= Exercise objective =
Return all of the lines below exactly as they are.

Records from a data collection:

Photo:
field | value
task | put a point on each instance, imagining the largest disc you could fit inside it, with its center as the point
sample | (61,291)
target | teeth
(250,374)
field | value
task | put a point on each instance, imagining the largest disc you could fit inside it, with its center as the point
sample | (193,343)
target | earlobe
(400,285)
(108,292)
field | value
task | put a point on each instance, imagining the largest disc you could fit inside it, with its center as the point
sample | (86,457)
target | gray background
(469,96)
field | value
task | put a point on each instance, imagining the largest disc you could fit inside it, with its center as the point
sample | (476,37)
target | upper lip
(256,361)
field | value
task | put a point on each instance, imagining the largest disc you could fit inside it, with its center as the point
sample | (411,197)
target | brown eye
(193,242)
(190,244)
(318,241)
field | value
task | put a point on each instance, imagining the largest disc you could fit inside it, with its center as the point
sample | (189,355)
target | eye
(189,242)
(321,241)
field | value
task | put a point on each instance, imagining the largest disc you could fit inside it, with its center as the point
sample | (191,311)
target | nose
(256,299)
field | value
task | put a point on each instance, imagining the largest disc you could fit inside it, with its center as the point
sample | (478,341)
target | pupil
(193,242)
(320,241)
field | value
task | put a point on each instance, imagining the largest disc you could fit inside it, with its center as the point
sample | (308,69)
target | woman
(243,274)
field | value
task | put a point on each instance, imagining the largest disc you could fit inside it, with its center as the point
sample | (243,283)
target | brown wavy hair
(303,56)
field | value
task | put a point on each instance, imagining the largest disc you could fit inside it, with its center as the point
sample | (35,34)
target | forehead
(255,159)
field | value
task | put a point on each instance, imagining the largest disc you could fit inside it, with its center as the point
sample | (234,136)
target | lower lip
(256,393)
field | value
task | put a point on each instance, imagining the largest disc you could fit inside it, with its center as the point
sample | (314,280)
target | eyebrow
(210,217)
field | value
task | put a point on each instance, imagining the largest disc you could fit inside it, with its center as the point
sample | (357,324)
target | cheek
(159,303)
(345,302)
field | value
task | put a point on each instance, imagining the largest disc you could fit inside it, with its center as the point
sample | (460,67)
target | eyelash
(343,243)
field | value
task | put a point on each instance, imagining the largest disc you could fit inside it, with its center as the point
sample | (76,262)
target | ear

= Exercise response =
Photo:
field | value
task | put a point on each instance, imagining the largest disc you could fit inside it, with its center as the point
sample | (61,291)
target | teeth
(250,374)
field | value
task | put a point on each instance, imagining the largest disc you could fit inside it, with its center as the point
sample | (193,343)
target | earlobe
(400,285)
(108,292)
field | value
task | put a point on each instance, imagining the largest disc you could fit inside it, with its center as the point
sample | (86,457)
target | gray background
(469,96)
field | value
task | put a point on each instance, imagining the largest disc you could fit inside it, with its center as the point
sample | (476,37)
target | upper lip
(256,361)
field | value
task | put a point on each instance, imagining the largest disc you could fit inside it, with its center as the point
sample | (411,197)
target | brown eye
(193,242)
(190,244)
(318,241)
field | value
task | put a point on each instance, imagining the largest disc you could fit inside it, with its center as the point
sample | (189,355)
target | eye
(189,242)
(321,241)
field | value
task | put a point on each instance, imagining the largest disc you could fit inside it, with its center as the point
sample | (191,311)
target | nose
(256,299)
field | value
task | put a point on each instance, imagining the largest disc you could fit inside it, with its center as the point
sample | (478,341)
target | pupil
(193,242)
(320,241)
field | value
task | put a point on each instance, imagining the largest disc you could fit inside it, with its center as the point
sample | (308,69)
target | woman
(243,274)
field | value
task | put a point on each instance, imagining the largest disc you could fit inside it, with its center as the point
sample | (243,283)
target | brown wavy hair
(303,56)
field | value
task | put a point on each instance, imagining the largest disc you could fit inside it, with its center as the point
sample | (35,34)
target | forehead
(255,159)
field | value
task | put a point on each instance, imagining the largest disc you could fit inside it, with its center as the point
sample | (234,136)
target | lower lip
(256,393)
field | value
task | put a point on each instance, imagining the largest disc you could fit inside it, with its center as the point
sample | (314,280)
target | eyebrow
(210,217)
field | value
task | put a point on each instance, imagining the largest disc you could fit inside it, with its center as the point
sample | (357,324)
target | cheek
(159,303)
(345,302)
field | value
task | put a point on each instance, imagining the largest disc you could fit inside it, with its center as the point
sample | (460,67)
target | eyelash
(343,243)
field | value
task | put a point on each instance, imagining the largest disc you could fit inside it, with its center as the point
sample | (76,262)
target | ear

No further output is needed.